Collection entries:

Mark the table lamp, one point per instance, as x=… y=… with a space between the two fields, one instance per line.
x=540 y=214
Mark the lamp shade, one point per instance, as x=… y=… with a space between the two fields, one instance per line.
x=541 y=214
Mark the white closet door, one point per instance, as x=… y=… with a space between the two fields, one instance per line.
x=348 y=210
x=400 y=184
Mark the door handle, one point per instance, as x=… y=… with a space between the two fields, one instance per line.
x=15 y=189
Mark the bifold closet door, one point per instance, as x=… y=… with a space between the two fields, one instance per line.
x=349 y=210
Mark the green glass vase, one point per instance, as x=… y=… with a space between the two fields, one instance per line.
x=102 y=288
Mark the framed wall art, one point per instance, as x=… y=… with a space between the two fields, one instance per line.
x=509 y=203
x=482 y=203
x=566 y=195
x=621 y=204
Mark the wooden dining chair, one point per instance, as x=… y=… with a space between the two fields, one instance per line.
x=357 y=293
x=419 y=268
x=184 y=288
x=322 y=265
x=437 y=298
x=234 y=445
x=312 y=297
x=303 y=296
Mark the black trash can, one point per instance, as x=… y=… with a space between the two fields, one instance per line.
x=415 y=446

What the exercise asks -
Respond with the exact lines running from the one that contains "Mark the wooden" through the last line of the data above, and no other lines.

Exercise answer -
Mark the wooden dining chair, one point per instance, as x=… y=… with a space between the two fields, one instance per line.
x=357 y=293
x=419 y=268
x=184 y=288
x=322 y=265
x=437 y=298
x=234 y=445
x=312 y=297
x=303 y=296
Mark the black trash can, one point per instance, as x=… y=… with a space between the two fields, one instance per line.
x=415 y=446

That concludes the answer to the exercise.